-- What needs to be done --
From the entries below, determine the number of lines that contain "orange". Give that number by itself.
*** Opening of Source data ***
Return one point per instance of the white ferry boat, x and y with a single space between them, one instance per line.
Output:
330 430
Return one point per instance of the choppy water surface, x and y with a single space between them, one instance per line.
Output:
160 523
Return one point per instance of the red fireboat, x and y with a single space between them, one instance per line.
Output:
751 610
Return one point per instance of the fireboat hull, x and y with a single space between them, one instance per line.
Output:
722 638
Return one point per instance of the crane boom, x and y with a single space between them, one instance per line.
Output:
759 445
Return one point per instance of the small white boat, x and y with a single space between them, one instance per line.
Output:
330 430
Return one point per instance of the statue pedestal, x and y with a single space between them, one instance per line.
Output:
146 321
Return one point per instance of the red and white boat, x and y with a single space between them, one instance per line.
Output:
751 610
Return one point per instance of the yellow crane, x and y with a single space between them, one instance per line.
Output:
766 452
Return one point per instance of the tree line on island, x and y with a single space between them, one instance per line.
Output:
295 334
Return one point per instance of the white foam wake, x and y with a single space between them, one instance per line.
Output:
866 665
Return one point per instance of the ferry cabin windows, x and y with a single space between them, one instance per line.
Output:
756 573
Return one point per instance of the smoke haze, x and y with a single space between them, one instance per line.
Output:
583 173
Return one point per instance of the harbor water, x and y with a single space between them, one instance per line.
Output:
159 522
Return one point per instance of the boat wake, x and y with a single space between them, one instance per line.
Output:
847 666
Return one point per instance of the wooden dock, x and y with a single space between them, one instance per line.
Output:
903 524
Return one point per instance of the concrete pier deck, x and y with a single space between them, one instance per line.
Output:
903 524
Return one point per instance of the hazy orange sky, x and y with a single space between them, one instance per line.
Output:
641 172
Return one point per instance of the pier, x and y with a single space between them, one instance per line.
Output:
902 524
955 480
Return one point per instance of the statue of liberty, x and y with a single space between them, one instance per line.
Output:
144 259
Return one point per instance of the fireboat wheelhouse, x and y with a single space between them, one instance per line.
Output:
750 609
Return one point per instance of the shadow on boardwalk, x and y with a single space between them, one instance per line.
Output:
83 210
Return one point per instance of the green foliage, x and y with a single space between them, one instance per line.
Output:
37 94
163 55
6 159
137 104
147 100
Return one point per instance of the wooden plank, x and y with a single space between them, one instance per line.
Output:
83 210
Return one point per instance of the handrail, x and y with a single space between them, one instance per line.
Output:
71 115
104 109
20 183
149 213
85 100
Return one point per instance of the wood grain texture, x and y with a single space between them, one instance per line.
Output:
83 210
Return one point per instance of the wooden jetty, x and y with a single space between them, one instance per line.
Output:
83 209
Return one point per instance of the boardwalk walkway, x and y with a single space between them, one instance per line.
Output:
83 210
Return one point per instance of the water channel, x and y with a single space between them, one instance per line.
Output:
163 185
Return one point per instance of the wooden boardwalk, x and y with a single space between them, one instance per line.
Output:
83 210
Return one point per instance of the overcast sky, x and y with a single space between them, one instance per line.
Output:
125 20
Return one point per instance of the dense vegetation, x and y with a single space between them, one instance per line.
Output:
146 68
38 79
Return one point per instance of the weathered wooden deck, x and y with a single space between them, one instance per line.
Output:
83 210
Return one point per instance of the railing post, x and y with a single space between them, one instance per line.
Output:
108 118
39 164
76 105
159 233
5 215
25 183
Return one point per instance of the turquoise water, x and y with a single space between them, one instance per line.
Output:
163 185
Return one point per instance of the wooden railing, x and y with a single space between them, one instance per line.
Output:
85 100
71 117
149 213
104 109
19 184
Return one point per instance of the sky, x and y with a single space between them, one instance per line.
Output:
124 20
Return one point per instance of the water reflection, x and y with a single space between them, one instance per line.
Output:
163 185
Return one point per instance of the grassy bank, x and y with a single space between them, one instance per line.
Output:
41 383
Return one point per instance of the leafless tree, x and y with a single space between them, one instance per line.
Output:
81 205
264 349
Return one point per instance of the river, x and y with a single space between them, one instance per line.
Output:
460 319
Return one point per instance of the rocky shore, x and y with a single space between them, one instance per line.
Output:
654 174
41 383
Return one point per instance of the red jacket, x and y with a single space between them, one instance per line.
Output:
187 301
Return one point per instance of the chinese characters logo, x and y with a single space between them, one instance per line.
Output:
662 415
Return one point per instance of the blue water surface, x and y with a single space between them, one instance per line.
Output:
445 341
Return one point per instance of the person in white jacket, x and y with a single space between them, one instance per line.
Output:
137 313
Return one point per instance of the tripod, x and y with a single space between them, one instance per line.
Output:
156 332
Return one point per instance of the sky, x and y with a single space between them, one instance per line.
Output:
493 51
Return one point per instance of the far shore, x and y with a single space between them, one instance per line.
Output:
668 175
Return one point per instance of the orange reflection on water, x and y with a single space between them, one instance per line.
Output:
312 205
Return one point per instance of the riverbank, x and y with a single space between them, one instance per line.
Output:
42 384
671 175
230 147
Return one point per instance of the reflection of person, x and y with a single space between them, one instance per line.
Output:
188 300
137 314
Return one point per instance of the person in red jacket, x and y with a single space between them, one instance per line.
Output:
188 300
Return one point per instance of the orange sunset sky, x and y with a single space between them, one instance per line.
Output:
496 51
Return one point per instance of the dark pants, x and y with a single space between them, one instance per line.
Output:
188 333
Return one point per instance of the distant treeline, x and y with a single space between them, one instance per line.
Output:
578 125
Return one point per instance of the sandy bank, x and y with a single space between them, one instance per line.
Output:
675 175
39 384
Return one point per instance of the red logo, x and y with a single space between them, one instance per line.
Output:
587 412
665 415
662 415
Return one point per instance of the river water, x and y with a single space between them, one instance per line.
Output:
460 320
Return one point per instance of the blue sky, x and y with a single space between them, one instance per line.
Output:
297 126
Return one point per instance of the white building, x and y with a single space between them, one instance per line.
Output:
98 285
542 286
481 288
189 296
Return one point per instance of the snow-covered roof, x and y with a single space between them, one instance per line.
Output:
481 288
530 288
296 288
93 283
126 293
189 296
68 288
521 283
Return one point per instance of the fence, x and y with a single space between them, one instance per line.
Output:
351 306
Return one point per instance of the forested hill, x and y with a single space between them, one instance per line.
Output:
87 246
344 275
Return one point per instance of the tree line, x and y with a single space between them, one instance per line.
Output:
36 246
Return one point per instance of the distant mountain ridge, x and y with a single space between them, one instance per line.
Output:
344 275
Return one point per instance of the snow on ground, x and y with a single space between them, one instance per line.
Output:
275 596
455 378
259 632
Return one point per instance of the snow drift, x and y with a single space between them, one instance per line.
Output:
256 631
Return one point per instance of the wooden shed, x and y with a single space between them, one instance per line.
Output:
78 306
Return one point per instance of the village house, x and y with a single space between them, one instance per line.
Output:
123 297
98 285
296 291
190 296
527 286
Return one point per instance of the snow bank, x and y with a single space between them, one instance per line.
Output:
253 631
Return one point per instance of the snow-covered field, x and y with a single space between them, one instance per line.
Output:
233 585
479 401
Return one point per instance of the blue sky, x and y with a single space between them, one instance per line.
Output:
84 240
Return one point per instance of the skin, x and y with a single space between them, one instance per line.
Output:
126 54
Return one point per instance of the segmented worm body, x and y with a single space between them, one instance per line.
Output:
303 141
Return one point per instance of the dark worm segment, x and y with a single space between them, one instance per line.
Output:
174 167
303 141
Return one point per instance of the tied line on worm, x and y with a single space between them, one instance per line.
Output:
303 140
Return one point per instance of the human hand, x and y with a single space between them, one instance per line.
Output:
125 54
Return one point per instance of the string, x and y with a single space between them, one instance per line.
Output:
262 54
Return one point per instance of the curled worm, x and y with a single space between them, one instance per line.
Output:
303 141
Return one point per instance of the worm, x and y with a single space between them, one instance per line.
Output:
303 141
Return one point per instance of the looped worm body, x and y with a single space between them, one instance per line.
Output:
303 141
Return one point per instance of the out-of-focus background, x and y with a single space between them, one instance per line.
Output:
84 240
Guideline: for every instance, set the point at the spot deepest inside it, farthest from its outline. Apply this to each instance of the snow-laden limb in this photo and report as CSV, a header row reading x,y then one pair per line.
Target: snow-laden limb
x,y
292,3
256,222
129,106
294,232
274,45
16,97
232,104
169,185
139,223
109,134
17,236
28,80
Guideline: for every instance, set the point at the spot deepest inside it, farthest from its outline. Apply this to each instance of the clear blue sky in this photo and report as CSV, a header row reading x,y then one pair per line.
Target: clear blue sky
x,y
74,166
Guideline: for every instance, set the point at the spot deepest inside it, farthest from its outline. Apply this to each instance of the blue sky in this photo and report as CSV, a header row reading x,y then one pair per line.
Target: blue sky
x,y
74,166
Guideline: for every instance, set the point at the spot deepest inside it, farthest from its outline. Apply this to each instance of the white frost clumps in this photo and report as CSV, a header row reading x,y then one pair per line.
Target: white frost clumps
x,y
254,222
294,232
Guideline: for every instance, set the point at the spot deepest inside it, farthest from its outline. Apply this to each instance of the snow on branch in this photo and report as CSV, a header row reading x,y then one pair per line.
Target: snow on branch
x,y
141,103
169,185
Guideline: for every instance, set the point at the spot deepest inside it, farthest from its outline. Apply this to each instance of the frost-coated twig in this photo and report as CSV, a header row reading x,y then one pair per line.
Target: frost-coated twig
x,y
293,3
*** Close of Source data ***
-- Solved problem --
3